Text for analysis Block Start

Plant Material and Growth Conditions

Arabidopsis thaliana plants were grown in a mixture of vermiculite, perlite, and peat moss at a 1:1:1 ratio in an environmentally-controlled chamber with a long photoperiod (16 hr light and 8 hr dark) at 22°C. The transgenic lines and plasmids were obtained from the Arabidopsis Biological Resource Center (ABRC, Columbus, OH), and had been deposited by Dr. B.K. Nelson [8].

Text for analysis Block End

**Tasks to perform**
a: Quote the stretch of the growth-conditions passage from "Arabidopsis thaliana plants" through "B.K. Nelson [8].".
b: According to the growth-conditions passage, what light and dark schedule did the growth chamber use?
Rely only on the growth-conditions passage.

Information supplied Block Start

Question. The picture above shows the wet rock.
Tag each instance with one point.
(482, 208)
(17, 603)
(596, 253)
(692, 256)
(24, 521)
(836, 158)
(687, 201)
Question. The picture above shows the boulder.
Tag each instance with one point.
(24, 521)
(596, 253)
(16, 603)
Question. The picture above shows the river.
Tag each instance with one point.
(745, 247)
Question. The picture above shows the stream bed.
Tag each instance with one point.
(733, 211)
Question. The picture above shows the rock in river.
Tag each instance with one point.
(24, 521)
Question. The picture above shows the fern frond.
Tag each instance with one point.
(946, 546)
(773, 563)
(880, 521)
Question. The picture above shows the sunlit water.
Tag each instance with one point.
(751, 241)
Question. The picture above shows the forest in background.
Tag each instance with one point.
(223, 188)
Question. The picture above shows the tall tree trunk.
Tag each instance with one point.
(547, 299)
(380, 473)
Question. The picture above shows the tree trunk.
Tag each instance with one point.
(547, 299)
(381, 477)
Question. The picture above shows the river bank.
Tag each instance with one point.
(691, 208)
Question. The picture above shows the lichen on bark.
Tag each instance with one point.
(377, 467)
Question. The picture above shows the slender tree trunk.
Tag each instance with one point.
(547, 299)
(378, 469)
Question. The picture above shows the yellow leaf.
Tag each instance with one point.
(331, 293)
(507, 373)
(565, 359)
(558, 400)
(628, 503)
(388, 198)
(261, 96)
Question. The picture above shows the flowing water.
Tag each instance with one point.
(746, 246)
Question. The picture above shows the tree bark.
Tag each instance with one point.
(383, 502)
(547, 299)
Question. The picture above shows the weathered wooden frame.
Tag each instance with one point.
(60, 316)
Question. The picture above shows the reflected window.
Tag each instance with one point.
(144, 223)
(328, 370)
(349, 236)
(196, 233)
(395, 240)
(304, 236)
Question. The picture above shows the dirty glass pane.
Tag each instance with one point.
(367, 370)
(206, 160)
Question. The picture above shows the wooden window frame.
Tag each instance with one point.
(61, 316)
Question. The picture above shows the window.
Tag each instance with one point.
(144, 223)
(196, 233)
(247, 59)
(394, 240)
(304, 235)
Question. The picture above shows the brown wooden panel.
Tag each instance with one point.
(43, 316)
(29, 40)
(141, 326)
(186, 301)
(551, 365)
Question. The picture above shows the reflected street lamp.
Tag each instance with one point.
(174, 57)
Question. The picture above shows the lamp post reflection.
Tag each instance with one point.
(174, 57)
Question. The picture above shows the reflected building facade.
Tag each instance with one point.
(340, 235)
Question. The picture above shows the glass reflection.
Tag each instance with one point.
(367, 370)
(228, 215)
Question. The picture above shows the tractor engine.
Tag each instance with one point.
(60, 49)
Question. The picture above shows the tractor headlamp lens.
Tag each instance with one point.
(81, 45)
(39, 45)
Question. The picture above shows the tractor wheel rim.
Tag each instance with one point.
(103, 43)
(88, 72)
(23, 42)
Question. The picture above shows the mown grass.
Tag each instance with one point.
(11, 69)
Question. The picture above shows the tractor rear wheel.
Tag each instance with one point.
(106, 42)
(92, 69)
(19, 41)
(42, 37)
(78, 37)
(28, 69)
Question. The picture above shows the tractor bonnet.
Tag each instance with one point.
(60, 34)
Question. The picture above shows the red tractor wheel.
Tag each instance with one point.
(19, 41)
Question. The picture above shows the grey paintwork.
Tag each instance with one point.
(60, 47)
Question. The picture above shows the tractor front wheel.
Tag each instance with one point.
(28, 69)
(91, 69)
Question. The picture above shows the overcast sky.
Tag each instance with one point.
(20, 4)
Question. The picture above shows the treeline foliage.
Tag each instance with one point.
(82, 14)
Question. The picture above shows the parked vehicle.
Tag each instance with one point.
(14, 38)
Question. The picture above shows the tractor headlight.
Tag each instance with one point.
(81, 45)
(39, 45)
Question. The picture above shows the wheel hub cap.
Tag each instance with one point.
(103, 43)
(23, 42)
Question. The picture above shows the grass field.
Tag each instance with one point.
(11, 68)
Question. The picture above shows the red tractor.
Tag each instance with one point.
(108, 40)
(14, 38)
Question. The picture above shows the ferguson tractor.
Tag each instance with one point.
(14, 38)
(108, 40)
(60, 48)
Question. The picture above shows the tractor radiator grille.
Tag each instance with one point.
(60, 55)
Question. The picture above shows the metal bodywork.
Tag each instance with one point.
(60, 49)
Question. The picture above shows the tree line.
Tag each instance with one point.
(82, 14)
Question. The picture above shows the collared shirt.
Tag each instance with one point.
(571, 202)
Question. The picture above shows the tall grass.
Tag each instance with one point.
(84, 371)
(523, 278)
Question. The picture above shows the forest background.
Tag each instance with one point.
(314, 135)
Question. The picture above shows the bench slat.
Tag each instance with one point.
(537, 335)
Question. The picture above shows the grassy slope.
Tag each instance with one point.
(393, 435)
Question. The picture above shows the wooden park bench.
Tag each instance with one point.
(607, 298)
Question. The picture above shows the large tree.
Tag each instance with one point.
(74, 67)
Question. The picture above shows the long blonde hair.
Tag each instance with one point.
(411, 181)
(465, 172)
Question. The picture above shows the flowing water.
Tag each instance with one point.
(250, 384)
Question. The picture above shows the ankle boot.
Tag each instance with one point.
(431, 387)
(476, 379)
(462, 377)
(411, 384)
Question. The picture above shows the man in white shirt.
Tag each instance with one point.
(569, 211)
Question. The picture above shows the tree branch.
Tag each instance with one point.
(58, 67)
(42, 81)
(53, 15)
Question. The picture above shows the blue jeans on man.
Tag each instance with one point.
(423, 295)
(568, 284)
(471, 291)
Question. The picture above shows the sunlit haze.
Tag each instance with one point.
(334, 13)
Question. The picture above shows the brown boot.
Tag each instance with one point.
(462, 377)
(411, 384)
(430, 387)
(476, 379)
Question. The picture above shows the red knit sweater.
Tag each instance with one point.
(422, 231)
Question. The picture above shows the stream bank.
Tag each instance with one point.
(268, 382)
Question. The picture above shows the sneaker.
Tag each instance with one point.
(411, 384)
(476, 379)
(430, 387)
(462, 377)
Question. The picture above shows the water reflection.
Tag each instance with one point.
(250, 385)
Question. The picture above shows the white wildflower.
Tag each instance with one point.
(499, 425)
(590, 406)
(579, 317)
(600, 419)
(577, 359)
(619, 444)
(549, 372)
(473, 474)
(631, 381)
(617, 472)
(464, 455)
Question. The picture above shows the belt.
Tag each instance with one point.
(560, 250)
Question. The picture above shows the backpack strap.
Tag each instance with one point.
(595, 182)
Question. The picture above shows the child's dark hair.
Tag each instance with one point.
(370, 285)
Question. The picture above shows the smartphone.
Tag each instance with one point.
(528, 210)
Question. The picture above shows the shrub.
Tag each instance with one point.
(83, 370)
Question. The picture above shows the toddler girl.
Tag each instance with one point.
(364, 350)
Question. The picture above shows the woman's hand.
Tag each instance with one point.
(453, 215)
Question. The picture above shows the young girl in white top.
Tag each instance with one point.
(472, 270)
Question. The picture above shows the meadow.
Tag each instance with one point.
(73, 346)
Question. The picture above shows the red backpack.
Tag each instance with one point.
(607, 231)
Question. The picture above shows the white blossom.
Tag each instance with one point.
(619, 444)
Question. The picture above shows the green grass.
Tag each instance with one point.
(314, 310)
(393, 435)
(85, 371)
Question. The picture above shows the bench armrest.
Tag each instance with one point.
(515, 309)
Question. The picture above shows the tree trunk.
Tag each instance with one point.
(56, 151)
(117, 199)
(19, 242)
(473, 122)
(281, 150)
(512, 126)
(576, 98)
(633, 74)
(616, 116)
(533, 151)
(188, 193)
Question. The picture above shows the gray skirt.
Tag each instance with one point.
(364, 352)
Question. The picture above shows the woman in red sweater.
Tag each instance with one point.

Information supplied Block End

**Answers to each task**
a:
Arabidopsis thaliana plants were grown in a mixture of vermiculite, perlite, and peat moss at a 1:1:1 ratio in an environmentally-controlled chamber with a long photoperiod (16 hr light and 8 hr dark) at 22°C. The transgenic lines and plasmids were obtained from the Arabidopsis Biological Resource Center (ABRC, Columbus, OH), and had been deposited by Dr. B.K. Nelson [8].

b: A long photoperiod of 16 hr light and 8 hr dark.